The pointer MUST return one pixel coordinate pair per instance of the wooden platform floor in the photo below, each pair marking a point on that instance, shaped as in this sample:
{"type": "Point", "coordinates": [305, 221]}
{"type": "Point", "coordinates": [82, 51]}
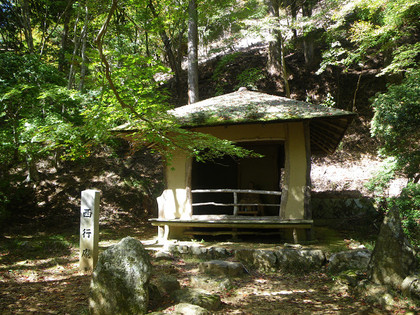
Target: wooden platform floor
{"type": "Point", "coordinates": [239, 221]}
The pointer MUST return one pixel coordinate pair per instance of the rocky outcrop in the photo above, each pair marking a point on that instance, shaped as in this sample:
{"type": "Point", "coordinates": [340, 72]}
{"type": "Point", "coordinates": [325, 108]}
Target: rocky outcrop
{"type": "Point", "coordinates": [198, 297]}
{"type": "Point", "coordinates": [222, 268]}
{"type": "Point", "coordinates": [393, 259]}
{"type": "Point", "coordinates": [286, 259]}
{"type": "Point", "coordinates": [120, 280]}
{"type": "Point", "coordinates": [357, 259]}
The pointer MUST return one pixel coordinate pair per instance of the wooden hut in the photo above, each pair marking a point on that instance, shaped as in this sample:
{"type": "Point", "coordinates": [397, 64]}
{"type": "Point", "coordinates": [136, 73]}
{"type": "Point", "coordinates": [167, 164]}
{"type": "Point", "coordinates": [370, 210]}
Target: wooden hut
{"type": "Point", "coordinates": [251, 195]}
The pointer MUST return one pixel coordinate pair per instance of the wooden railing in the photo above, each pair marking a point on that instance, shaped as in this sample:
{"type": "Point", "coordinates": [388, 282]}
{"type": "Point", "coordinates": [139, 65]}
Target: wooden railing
{"type": "Point", "coordinates": [236, 204]}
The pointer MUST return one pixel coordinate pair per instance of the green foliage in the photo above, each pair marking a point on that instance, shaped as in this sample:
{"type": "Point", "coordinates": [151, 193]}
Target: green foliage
{"type": "Point", "coordinates": [329, 101]}
{"type": "Point", "coordinates": [249, 78]}
{"type": "Point", "coordinates": [39, 115]}
{"type": "Point", "coordinates": [365, 29]}
{"type": "Point", "coordinates": [408, 204]}
{"type": "Point", "coordinates": [381, 180]}
{"type": "Point", "coordinates": [220, 70]}
{"type": "Point", "coordinates": [396, 123]}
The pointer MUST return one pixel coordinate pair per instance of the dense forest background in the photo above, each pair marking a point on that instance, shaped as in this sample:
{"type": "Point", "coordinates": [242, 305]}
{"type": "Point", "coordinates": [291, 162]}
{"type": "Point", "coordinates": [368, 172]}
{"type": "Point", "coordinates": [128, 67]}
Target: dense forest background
{"type": "Point", "coordinates": [71, 71]}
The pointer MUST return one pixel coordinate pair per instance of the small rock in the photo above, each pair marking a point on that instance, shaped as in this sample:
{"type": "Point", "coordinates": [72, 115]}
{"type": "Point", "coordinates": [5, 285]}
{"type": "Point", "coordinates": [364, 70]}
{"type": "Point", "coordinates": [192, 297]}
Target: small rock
{"type": "Point", "coordinates": [211, 283]}
{"type": "Point", "coordinates": [163, 255]}
{"type": "Point", "coordinates": [222, 268]}
{"type": "Point", "coordinates": [411, 286]}
{"type": "Point", "coordinates": [120, 280]}
{"type": "Point", "coordinates": [190, 309]}
{"type": "Point", "coordinates": [294, 260]}
{"type": "Point", "coordinates": [393, 259]}
{"type": "Point", "coordinates": [167, 284]}
{"type": "Point", "coordinates": [198, 297]}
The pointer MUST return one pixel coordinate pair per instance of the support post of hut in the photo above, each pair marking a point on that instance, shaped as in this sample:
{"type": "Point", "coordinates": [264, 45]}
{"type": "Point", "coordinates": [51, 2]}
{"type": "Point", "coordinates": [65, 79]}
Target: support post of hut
{"type": "Point", "coordinates": [296, 190]}
{"type": "Point", "coordinates": [176, 200]}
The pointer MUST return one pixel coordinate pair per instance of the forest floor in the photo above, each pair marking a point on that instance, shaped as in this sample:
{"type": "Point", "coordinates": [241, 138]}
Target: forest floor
{"type": "Point", "coordinates": [39, 275]}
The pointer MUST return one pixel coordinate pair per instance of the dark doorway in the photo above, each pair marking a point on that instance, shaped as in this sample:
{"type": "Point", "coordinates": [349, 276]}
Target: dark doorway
{"type": "Point", "coordinates": [250, 173]}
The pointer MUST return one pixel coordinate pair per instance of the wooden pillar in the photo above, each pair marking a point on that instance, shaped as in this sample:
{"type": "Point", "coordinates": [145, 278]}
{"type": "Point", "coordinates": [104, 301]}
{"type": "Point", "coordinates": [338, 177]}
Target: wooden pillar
{"type": "Point", "coordinates": [294, 193]}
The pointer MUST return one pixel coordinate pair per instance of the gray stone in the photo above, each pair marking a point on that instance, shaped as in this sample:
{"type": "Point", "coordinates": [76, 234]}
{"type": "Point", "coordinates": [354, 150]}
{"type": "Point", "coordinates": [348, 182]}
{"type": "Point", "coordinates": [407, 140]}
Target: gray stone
{"type": "Point", "coordinates": [218, 252]}
{"type": "Point", "coordinates": [222, 268]}
{"type": "Point", "coordinates": [293, 260]}
{"type": "Point", "coordinates": [198, 297]}
{"type": "Point", "coordinates": [211, 283]}
{"type": "Point", "coordinates": [163, 255]}
{"type": "Point", "coordinates": [190, 309]}
{"type": "Point", "coordinates": [411, 286]}
{"type": "Point", "coordinates": [167, 284]}
{"type": "Point", "coordinates": [120, 280]}
{"type": "Point", "coordinates": [199, 251]}
{"type": "Point", "coordinates": [265, 260]}
{"type": "Point", "coordinates": [245, 256]}
{"type": "Point", "coordinates": [155, 296]}
{"type": "Point", "coordinates": [357, 259]}
{"type": "Point", "coordinates": [393, 259]}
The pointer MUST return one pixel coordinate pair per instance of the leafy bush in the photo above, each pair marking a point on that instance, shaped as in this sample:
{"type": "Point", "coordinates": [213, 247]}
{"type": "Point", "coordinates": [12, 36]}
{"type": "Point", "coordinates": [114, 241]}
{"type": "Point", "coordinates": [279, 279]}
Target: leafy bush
{"type": "Point", "coordinates": [408, 204]}
{"type": "Point", "coordinates": [396, 124]}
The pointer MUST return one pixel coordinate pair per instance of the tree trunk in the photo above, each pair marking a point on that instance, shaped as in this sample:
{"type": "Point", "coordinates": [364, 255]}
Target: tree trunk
{"type": "Point", "coordinates": [64, 38]}
{"type": "Point", "coordinates": [76, 44]}
{"type": "Point", "coordinates": [276, 62]}
{"type": "Point", "coordinates": [83, 68]}
{"type": "Point", "coordinates": [26, 23]}
{"type": "Point", "coordinates": [192, 53]}
{"type": "Point", "coordinates": [173, 64]}
{"type": "Point", "coordinates": [308, 39]}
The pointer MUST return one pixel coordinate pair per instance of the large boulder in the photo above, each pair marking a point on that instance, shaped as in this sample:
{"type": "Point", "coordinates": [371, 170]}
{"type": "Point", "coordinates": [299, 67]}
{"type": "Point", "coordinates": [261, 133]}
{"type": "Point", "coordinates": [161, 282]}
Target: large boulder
{"type": "Point", "coordinates": [120, 280]}
{"type": "Point", "coordinates": [393, 259]}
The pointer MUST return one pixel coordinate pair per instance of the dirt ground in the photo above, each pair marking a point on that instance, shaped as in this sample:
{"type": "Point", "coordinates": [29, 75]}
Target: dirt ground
{"type": "Point", "coordinates": [46, 280]}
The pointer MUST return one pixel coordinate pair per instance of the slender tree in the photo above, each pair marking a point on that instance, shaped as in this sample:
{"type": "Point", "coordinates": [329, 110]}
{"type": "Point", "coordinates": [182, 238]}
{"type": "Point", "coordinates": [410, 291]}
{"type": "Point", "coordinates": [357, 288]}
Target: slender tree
{"type": "Point", "coordinates": [193, 95]}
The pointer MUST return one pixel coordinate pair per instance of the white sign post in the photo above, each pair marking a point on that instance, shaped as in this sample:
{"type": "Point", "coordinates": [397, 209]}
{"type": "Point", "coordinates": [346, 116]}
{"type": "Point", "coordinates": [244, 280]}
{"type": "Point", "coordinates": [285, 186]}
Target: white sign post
{"type": "Point", "coordinates": [89, 230]}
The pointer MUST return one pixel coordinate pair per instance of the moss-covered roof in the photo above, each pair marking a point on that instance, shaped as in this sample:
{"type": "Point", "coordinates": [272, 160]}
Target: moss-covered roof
{"type": "Point", "coordinates": [246, 107]}
{"type": "Point", "coordinates": [327, 125]}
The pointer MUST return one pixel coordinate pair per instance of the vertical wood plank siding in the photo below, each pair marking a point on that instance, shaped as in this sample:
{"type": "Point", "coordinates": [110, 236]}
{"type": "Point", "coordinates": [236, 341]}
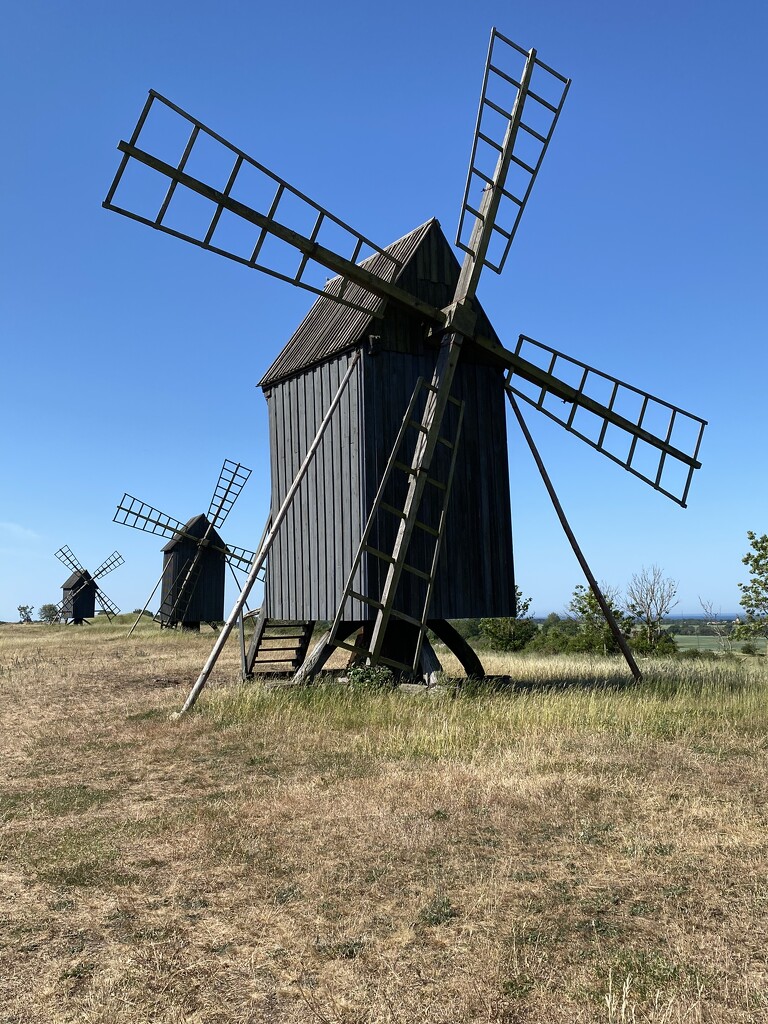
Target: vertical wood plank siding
++++++++++++++++++++
### EXERCISE INSTRUCTIONS
Retype exactly, and only, the lines from the one containing "of the moss-covered" through the end of the material, leaving aside every picture.

### SOLUTION FOR THIS EXERCISE
The pointer MUST return one pixel coordinate pair per instance of the moss-covered roof in the photo above, each pair marking a point on that instance, shaped as in this sample:
{"type": "Point", "coordinates": [272, 160]}
Target: moss-covered roof
{"type": "Point", "coordinates": [246, 107]}
{"type": "Point", "coordinates": [327, 125]}
The pointer MUST return one pixel coordinate pair per instance of the vertical wood plank siding in the photo below, each pair marking a point on that instance, shaped as in this sample:
{"type": "Point", "coordinates": [110, 236]}
{"type": "Point", "coordinates": [236, 341]}
Target: vertical wood plank siding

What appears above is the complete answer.